**PROBLEMA A RESOLVER:**
Cite, sem nenhuma alteração, o trecho do texto sobre a adaptação teatral com Vera Holtz compreendido entre "Espetáculo marcou o" e "longo do tempo.", inclusive.

**TEXTO PARA ANÁLISE:**
Transpor para o teatro um livro "cabeção" sobre a história da humanidade, com mais de 23 milhões de cópias vendidas em todo o mundo desde 2011 — ano da publicação em hebraico —, foi um desafio grande e que partiu de um lugar de utopia e muita incerteza sobre o sucesso, segundo a atriz. Mas acabou funcionando. A peça estreou em setembro do ano passado, no Rio de Janeiro, e hoje soma mais de cem apresentações e 37 mil espectadores em cidades como São Paulo, Curitiba, Belo Horizonte, Brasília e São José do Rio Preto.
Espetáculo marcou o retorno da atriz após três anos longe dos palcos
Segundo o produtor-executivo da peça, Wesley Cardozo, a escolha de Vera Holtz como protagonista partiu do desejo de que a história da humanidade não fosse, mais uma vez, contada a partir da voz de um homem. Na peça, a personagem não tem nome, é apenas um Homo sapiens fêmea que narra o percurso humano ao longo do tempo.

**DADOS REGISTRADOS:**
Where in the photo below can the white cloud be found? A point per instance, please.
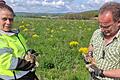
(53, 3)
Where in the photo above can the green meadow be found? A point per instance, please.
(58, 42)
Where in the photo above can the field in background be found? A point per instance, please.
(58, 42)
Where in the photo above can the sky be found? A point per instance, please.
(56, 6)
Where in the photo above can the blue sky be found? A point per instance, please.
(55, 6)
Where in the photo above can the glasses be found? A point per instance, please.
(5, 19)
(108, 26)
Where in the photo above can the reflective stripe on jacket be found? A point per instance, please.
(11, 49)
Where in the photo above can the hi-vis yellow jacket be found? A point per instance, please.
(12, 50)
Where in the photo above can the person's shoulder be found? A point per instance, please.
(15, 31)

==

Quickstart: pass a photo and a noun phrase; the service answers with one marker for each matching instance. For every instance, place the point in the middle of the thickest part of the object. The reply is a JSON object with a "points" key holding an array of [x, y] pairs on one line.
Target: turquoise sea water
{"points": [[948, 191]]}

* * *

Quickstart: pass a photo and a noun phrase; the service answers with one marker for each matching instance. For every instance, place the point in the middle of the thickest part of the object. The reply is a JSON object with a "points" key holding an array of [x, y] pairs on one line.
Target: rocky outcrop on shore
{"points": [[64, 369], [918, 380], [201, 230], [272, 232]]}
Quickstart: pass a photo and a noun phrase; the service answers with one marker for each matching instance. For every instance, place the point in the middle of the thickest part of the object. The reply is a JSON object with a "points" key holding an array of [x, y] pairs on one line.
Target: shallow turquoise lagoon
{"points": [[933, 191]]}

**SOLUÇÃO:**
Espetáculo marcou o retorno da atriz após três anos longe dos palcos
Segundo o produtor-executivo da peça, Wesley Cardozo, a escolha de Vera Holtz como protagonista partiu do desejo de que a história da humanidade não fosse, mais uma vez, contada a partir da voz de um homem. Na peça, a personagem não tem nome, é apenas um Homo sapiens fêmea que narra o percurso humano ao longo do tempo.